# start of Stored rows

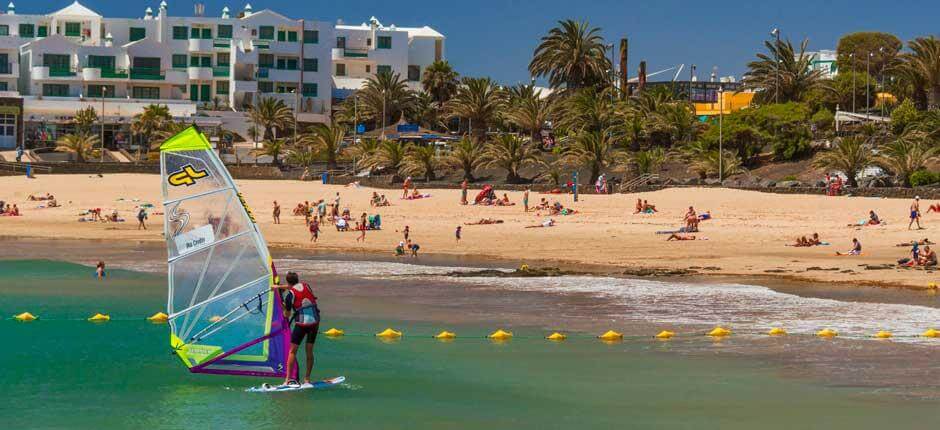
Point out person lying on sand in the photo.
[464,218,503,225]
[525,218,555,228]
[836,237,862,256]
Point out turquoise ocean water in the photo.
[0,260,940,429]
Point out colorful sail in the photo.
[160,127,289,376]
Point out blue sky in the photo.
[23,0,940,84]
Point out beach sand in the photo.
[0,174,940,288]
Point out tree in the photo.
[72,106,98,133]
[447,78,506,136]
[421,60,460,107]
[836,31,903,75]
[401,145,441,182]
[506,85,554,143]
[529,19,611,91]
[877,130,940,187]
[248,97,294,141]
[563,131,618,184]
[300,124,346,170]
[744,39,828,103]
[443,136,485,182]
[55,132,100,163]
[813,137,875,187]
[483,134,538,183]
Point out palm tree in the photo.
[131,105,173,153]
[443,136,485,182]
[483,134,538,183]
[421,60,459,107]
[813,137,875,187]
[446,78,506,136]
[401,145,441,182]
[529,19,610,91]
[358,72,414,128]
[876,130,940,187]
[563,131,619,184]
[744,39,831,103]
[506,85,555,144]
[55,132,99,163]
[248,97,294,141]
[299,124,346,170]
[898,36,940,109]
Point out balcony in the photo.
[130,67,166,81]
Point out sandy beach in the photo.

# end of Stored rows

### Request
Please write out every line of the data above word for word, leaving out the pictures.

### Exercise solution
Point out person lying on sand in the photo.
[464,218,503,225]
[525,218,555,228]
[836,237,862,256]
Point out turquoise ocean water in the photo.
[0,260,940,429]
Point out colorful sail in the photo.
[160,127,289,376]
Point out blue sky in the photo.
[23,0,940,84]
Point out beach sand in the photo.
[0,174,940,288]
Point out tree in the photo.
[72,106,98,133]
[447,78,506,136]
[421,60,460,107]
[836,31,903,75]
[401,145,441,182]
[506,85,554,143]
[529,19,611,91]
[877,130,940,187]
[248,97,294,141]
[563,131,618,184]
[300,124,346,170]
[744,39,828,103]
[443,136,485,182]
[55,132,100,163]
[813,137,875,187]
[483,134,538,183]
Point out palm tree in the photo.
[131,105,173,153]
[443,136,485,182]
[483,134,538,183]
[421,60,459,107]
[813,137,875,187]
[446,78,506,136]
[401,145,441,182]
[529,19,610,91]
[358,72,414,128]
[876,130,940,187]
[563,131,619,184]
[744,39,831,103]
[506,85,555,144]
[55,132,99,163]
[248,97,294,141]
[299,124,346,170]
[898,36,940,109]
Point out balcony in the photo.
[130,67,166,81]
Point out sandy beach in the photo.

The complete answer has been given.